Given entries START
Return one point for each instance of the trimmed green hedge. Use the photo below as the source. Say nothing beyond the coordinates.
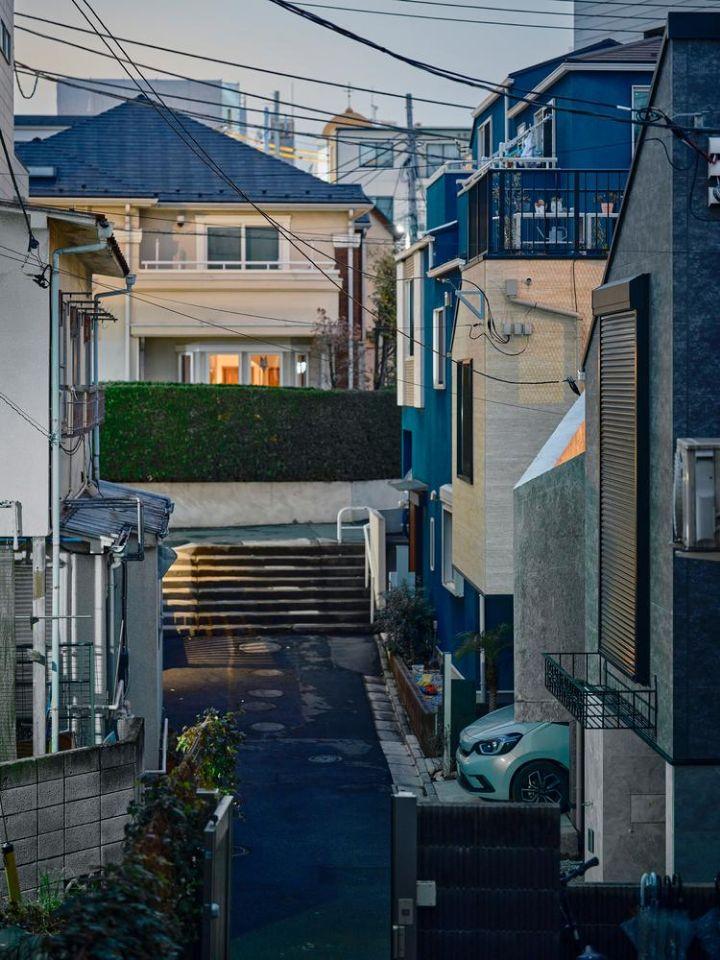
(196, 432)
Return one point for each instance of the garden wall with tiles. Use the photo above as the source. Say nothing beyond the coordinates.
(65, 813)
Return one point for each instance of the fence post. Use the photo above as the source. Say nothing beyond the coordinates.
(403, 895)
(447, 713)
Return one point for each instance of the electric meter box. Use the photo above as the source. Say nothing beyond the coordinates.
(697, 494)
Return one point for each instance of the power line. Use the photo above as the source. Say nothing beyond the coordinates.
(606, 16)
(79, 83)
(273, 344)
(490, 86)
(234, 63)
(455, 77)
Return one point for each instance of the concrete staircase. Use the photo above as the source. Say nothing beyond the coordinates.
(240, 590)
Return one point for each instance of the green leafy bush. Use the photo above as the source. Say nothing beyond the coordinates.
(408, 620)
(198, 432)
(149, 905)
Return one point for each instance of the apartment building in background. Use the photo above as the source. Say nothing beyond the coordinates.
(231, 283)
(623, 527)
(377, 158)
(510, 263)
(624, 21)
(215, 102)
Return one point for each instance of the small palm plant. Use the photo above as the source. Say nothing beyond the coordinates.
(491, 643)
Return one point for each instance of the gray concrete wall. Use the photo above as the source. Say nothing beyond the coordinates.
(65, 813)
(252, 504)
(624, 806)
(145, 694)
(549, 540)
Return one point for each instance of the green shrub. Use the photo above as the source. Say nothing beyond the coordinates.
(197, 432)
(407, 619)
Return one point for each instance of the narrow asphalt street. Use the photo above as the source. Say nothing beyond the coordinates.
(311, 863)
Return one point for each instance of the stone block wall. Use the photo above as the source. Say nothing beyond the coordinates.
(65, 813)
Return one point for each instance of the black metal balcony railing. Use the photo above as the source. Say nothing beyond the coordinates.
(84, 409)
(597, 696)
(544, 213)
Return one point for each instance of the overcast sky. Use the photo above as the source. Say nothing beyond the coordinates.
(260, 34)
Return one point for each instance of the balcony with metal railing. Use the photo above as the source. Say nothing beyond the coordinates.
(543, 212)
(83, 409)
(597, 695)
(313, 264)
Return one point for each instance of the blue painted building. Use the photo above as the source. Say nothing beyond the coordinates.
(428, 274)
(547, 187)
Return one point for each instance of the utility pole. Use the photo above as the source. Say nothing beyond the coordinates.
(411, 170)
(276, 115)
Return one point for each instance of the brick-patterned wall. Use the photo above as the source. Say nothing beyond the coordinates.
(65, 813)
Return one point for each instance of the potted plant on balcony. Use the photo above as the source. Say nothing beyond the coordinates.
(407, 619)
(607, 203)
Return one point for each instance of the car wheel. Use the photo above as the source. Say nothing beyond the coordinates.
(541, 782)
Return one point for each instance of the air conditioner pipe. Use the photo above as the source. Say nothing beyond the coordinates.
(104, 233)
(129, 284)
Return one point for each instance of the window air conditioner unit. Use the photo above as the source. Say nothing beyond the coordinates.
(697, 494)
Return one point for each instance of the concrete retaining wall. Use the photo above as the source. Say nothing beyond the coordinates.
(254, 504)
(65, 813)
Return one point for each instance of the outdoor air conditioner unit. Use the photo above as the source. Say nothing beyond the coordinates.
(697, 494)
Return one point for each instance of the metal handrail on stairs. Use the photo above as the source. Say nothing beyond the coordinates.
(374, 540)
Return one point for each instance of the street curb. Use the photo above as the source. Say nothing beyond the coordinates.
(407, 763)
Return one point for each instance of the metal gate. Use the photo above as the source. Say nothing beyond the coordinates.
(474, 881)
(217, 883)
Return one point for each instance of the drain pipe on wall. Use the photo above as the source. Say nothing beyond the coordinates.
(104, 232)
(129, 284)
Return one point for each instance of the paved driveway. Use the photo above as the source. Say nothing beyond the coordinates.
(311, 869)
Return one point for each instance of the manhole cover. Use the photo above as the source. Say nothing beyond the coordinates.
(267, 727)
(257, 706)
(259, 646)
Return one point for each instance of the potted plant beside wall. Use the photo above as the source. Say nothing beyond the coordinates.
(491, 644)
(407, 620)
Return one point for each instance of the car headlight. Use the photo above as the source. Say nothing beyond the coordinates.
(498, 745)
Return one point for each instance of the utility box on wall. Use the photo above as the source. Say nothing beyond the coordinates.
(697, 494)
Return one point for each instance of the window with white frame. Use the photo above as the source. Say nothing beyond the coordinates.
(484, 140)
(439, 348)
(5, 41)
(640, 99)
(242, 247)
(409, 301)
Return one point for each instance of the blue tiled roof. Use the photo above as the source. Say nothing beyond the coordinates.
(131, 151)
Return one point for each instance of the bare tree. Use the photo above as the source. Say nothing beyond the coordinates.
(330, 341)
(384, 300)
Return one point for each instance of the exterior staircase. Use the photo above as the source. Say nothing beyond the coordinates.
(240, 590)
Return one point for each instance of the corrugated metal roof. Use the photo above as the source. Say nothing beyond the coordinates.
(133, 150)
(108, 513)
(639, 51)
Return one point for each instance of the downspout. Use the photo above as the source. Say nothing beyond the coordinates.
(126, 331)
(129, 284)
(55, 436)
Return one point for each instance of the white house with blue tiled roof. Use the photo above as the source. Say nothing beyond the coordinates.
(233, 269)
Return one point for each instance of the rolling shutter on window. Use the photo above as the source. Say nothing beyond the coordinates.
(620, 470)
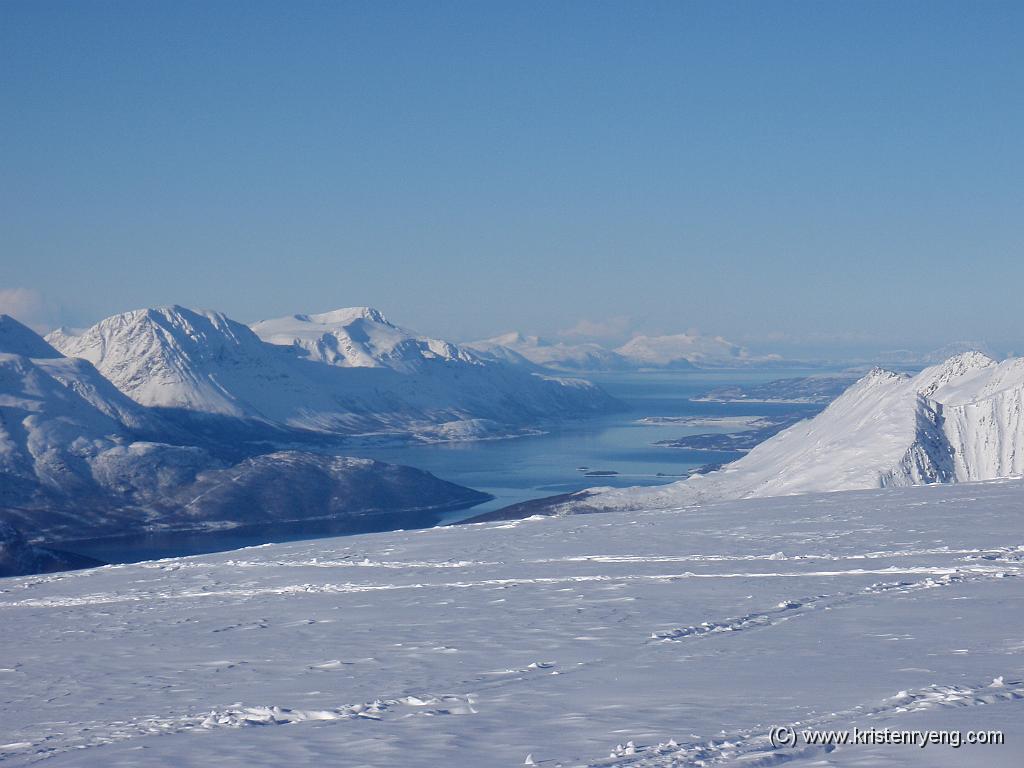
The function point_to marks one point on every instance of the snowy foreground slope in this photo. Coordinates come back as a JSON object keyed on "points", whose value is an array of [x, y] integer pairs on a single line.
{"points": [[349, 372], [653, 638], [958, 421]]}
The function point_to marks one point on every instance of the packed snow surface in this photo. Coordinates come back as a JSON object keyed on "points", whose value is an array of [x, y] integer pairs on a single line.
{"points": [[651, 638]]}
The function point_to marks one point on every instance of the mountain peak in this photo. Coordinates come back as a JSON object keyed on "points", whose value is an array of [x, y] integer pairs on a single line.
{"points": [[346, 315], [931, 379]]}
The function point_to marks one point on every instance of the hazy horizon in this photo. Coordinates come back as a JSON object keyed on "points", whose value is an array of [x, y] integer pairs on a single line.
{"points": [[800, 178]]}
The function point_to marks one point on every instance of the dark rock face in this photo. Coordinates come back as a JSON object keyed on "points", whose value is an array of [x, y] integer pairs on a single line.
{"points": [[17, 557]]}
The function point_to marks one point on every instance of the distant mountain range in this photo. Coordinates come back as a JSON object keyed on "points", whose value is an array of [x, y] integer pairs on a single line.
{"points": [[678, 351], [180, 420], [349, 372], [958, 421]]}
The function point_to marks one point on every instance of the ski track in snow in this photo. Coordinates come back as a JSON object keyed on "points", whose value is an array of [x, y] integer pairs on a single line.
{"points": [[594, 602]]}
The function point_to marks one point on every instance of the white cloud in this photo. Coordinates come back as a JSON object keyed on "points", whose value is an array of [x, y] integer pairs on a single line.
{"points": [[28, 306], [612, 328]]}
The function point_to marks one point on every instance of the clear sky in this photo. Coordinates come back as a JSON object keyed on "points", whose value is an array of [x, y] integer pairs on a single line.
{"points": [[820, 173]]}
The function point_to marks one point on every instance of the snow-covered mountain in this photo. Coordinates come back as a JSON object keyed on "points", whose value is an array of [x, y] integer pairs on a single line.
{"points": [[588, 356], [347, 372], [653, 639], [359, 337], [79, 459], [684, 350], [908, 357], [955, 422], [674, 351]]}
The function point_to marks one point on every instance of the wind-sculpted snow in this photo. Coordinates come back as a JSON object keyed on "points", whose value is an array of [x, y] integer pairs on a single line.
{"points": [[956, 422], [348, 373], [651, 638]]}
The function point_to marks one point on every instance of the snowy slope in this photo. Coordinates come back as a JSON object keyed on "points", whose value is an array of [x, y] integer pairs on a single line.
{"points": [[673, 351], [551, 354], [75, 462], [359, 337], [682, 350], [344, 373], [657, 639], [962, 420]]}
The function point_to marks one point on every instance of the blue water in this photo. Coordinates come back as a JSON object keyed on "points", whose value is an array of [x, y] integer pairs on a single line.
{"points": [[524, 468], [514, 470]]}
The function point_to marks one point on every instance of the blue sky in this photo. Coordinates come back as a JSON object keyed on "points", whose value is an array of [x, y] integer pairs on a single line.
{"points": [[785, 173]]}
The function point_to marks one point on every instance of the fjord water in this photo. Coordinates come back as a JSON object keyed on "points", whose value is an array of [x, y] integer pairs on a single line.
{"points": [[515, 469]]}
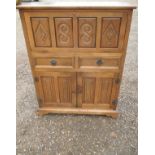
Given entries END
| Work order |
Your copy should run from the line that has "of the fjord" through the last line above, exactly, with both ends in and pictures out.

| Solution for this task |
The function point_to marks one point on every instance of the fjord water in this photo. Coordinates come back as a JSON object keyed on "points", whose value is an array of [x, y] integer pairs on a single line.
{"points": [[515, 469]]}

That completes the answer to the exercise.